[Text provided]
::::::
Reputation damaged?
Dear Editor:
An open letter to Wellington-Halton Hills MPP Ted Arnott.
I have contacted you on this subject before, but as you can see by the multiple letters to the editor in the Wellington Advertiser, this is an issue that is ramping up among your constituents and other Ontarians.
I see in the Aug. 23 Globe and Mail that Ryan Amato, chief of staff to Municipal Affairs and Housing Minister Steve Clark, has “stepped down” and will be a scapegoat for the party and Premier Doug Ford.
Will Amato get a golden parachute from the billion-dollar developer cronies given the opportunity to build on the Greenbelt?
I thought it of interest that Ford has accepted all but the most important recommendation by the auditor general. His position is that the passage of Greenbelt lands handed to developers will not be rescinded.
Take notice that the public wants this reversed and Greenbelt land put back in conserved space. The public will not stand for this corrupt handling and your party needs to ensure that this hand-over is quickly reversed or pay the penalty at the next election.
We don’t want this type of underhanded lobbying and dealing that financially appears to benefit our government representatives. Do what you need to do to preserve Conservative principles and your own reputation.
Peter Little,
Fergus
‘Shamefully dishonest’
Dear Editor:
“Our government remains steadfast in our commitment to protect the Greenbelt for future generations.”
“My commitment to protecting the Greenbelt has not changed.”
– Minister Steve Clark
“We won’t touch the Greenbelt.”
– Premier Doug Ford
These statements have been proven to be lies, and promises broken in a damaging and corrupt manner. One person has resigned. Two more, the premier and the minister, need to follow prior to the Integrity Commissioner’s report and the RCMP investigation. The reputation of the Progressive Conservative party is at stake, as it is severely tarnished presently.
The land must be returned to the Greenbelt for a myriad of reasons, including the flawed process and play-to-pay profit to flow to rich friends who were getting insider information and/or dictating to the ministry which parcels of land were to be designated for development.
This was recommendation number 15 from Bonnie Lysyk’s damning report. Please follow up quickly and save some degree of integrity to clean up this mess.
Mr. Clark used to stand in the House and demand Liberal members resign for much less! His turn now. This is a violation of the Planning Act, removing these lands without due process. It is a breach of trust as well as shamefully dishonest.
The Chiefs of Ontario statement sums up the situation well. I look forward to hearing the results of their meeting with Minister Greg Rickford.
The party needs to act rather than using talking points about housing that have no basis! Act soon please.
Donna McCaw,
Elora
‘Disappointed’
Dear Editor:
As a younger member of your readership, I have found myself both depressed and darkly amused by the back-and-forth on climate change by older readers in your letters section this summer.
Mr. Peter Mandic and many others have been vocal in their belief that Canada should do nothing to combat climate change and secure a safe future for me; and even this does not stir me to write. It’s an insultingly common refrain that deserves little response.
::::::
[Given task 1] Reproduce the passage of the letters to the editor that begins at the words "Mr. Peter Mandic" and stops after "deserves little response.", replacing "Canada" with "Ontario".

Extracted records
::::::
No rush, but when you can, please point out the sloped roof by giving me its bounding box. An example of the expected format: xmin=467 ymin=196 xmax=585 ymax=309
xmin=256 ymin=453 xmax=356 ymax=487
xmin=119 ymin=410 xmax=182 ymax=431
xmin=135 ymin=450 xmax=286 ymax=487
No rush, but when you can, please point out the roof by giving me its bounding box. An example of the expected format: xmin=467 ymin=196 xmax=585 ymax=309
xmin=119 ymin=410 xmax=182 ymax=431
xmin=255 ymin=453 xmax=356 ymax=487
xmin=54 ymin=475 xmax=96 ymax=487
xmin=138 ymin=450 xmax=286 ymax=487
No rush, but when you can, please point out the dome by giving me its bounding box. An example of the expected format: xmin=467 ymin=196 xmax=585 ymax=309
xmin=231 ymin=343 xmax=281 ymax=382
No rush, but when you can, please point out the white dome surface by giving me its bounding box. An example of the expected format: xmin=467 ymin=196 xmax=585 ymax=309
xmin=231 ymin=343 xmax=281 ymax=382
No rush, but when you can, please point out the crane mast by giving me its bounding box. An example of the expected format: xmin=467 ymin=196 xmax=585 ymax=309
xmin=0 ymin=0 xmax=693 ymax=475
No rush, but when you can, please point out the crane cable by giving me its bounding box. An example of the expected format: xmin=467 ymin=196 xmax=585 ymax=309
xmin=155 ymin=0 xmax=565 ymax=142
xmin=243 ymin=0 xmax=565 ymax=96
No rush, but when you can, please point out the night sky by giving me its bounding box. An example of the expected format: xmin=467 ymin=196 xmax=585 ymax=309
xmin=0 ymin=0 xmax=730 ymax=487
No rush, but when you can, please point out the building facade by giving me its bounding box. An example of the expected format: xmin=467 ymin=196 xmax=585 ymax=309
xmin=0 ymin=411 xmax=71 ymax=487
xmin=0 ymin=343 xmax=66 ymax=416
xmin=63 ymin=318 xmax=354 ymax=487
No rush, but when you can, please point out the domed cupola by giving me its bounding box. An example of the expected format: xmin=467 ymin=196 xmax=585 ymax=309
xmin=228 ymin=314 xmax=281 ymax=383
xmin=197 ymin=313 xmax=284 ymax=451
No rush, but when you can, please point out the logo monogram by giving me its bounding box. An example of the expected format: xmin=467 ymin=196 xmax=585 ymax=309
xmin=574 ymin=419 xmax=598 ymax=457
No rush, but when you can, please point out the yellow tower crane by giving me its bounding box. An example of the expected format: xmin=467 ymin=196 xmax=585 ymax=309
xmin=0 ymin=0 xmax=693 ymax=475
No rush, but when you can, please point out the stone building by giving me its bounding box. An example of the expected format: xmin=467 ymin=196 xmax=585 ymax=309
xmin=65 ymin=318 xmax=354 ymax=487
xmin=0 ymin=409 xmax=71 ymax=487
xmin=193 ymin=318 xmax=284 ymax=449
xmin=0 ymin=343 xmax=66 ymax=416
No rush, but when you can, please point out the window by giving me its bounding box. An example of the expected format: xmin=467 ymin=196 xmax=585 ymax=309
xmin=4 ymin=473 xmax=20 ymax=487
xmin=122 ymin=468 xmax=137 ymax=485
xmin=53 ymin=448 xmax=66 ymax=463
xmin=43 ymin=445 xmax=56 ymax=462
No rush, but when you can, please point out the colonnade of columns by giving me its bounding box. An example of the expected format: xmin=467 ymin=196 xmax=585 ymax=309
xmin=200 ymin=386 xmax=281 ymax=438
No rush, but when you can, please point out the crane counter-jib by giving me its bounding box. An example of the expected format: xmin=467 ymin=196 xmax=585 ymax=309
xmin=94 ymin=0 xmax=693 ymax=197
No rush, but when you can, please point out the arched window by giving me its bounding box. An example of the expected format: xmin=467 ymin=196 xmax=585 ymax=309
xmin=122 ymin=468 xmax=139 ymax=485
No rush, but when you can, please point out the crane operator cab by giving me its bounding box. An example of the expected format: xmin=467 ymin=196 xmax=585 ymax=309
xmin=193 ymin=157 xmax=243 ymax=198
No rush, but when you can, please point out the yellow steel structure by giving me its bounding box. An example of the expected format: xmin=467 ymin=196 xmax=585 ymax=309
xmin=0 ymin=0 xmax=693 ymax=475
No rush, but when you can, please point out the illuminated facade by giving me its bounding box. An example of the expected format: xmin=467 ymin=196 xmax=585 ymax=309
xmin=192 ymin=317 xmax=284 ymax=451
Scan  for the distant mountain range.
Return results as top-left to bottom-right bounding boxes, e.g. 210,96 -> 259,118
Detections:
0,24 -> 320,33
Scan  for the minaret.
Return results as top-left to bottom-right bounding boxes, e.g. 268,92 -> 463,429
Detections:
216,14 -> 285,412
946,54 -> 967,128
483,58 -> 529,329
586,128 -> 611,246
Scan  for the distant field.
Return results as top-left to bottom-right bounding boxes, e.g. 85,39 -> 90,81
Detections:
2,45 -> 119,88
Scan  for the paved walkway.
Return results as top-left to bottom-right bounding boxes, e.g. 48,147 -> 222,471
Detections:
::::::
[Given task 2] Locate every line in the entries that contains the word "roof", and copy each of those lines.

[Output 1]
Mr. Peter Mandic and many others have been vocal in their belief that Ontario should do nothing to combat climate change and secure a safe future for me; and even this does not stir me to write. It’s an insultingly common refrain that deserves little response.

[Output 2]
No rush, but when you can, please point out the sloped roof by giving me its bounding box. An example of the expected format: xmin=467 ymin=196 xmax=585 ymax=309
No rush, but when you can, please point out the roof by giving me its bounding box. An example of the expected format: xmin=467 ymin=196 xmax=585 ymax=309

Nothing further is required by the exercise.